▶ PASSAGE TO READ:

I actually put off upgrading to Etch until only a little over a year ago expecting I would still have at least several more years before Lenny.

My experience I am about to convey is actually two separate experiences, a brand new computer and fresh install, and an upgrade on an old computer.


The Story of the New Computer (New install on Mac Pro)

I was entrusted with a new Mac Pro to do some development work on. The work was for a cross-platform project, so I needed Mac OS X, Windows, and Linux on the computer. We needed OpenGL acceleration so I needed to have native partitions. Since I heard Debian Lenny was out, I thought I would give it a try.

I have come across many stellar reviews about Debian's updated installer. My opinion is much more muted. While not bad, there are both serious bugs and  some design problems.


1) Silly me, I'm still not used to having a 64-bit (non-Mac) system, so I installed the x86 CD install version first instead of the amd64 version. (I've been spoiled by Universal Binaries.)


2) I picked the graphical installer and ignored the advanced options. The notion of 'advanced' in Linux usually is much more extreme than in Windows or OS X, so I tend to steer clear.


3) In setting up a triple-boot Mac, I needed to be very careful about which partition I needed to format and install to, in order to avoid destroying my other operating systems. The user interface while not terrific, was adequate enough to let me pick the correct partition with confidence. But... (see #5)


4) The package install took a very long time. There were some presets you could check...I believe I selected something like 'Desktop' and 'Standard', but I think I was really after a 'Developer' preset. I was annoyed that the preset I selected was installing tons of large applications I had no need of like Open Office. Since I only had Disk 1 of the CD install, it had to download all the packages on the fly. The UI really needs an option here to review the packages selected by the presets and change them.


5) UI Design Flaws and Serious Bugs: After the long process of installing packages, I get prompted to configure GRUB boot loader. I need to be very careful about this because the wrong option will break my triple-boot. I do not want to install it to the MBR, but instead to the Linux partition. Unfortunately, by this point, I no longer remembered my partition by device name/number.

▶ GIVEN EXERCISE 1:
In the account of installing Debian Lenny, which version did the writer install first instead of the amd64 version?

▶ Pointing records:
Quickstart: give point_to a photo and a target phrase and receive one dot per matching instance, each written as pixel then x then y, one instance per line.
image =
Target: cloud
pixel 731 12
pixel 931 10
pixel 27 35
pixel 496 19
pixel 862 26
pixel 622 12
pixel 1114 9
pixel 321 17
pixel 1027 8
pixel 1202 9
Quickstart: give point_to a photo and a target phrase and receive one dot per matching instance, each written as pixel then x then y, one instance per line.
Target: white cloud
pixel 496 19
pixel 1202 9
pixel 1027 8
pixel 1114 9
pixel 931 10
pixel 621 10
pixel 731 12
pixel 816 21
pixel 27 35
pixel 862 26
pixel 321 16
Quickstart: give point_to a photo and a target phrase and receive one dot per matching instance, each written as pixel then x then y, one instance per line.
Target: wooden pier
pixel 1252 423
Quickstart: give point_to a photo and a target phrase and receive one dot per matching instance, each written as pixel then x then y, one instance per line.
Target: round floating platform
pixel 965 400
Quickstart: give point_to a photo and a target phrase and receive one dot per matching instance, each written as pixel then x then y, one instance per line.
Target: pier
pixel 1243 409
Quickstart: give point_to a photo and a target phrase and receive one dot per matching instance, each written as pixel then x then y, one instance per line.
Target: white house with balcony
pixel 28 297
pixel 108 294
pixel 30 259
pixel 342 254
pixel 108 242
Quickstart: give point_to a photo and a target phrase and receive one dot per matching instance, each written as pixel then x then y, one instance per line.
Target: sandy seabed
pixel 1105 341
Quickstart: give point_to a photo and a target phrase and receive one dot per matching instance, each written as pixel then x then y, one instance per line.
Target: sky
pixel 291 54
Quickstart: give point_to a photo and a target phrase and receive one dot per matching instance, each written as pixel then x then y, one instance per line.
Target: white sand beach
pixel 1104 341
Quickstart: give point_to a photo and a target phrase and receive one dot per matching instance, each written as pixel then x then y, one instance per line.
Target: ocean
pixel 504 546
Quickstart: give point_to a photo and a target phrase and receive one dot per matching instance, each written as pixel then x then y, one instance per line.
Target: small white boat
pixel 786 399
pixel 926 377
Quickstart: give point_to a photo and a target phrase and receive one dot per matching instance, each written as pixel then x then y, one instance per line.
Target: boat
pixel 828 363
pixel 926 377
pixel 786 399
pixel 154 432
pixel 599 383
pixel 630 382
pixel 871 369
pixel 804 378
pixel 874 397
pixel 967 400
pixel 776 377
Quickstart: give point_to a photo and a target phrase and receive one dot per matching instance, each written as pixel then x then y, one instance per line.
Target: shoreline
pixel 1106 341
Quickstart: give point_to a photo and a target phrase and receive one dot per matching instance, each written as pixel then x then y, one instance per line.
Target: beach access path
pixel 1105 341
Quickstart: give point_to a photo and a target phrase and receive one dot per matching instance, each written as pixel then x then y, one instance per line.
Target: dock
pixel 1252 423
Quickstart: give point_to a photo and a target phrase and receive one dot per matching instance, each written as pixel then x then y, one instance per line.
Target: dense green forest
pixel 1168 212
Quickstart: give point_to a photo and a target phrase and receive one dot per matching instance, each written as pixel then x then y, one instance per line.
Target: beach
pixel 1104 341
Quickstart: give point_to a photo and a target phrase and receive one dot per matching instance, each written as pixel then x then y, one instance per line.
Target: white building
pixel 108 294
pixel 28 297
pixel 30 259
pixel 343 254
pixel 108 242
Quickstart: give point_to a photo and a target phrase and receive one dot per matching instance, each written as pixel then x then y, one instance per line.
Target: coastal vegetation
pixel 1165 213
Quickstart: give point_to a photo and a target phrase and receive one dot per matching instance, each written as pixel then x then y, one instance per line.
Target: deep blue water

▶ GIVEN EXERCISE 2:
Extract every line of the entries that contains the string "boat", treating uppercase and lowercase letters as different.

▶ FULL RESPONSE 1:
The x86 CD install version.

▶ FULL RESPONSE 2:
Target: small white boat
Target: boat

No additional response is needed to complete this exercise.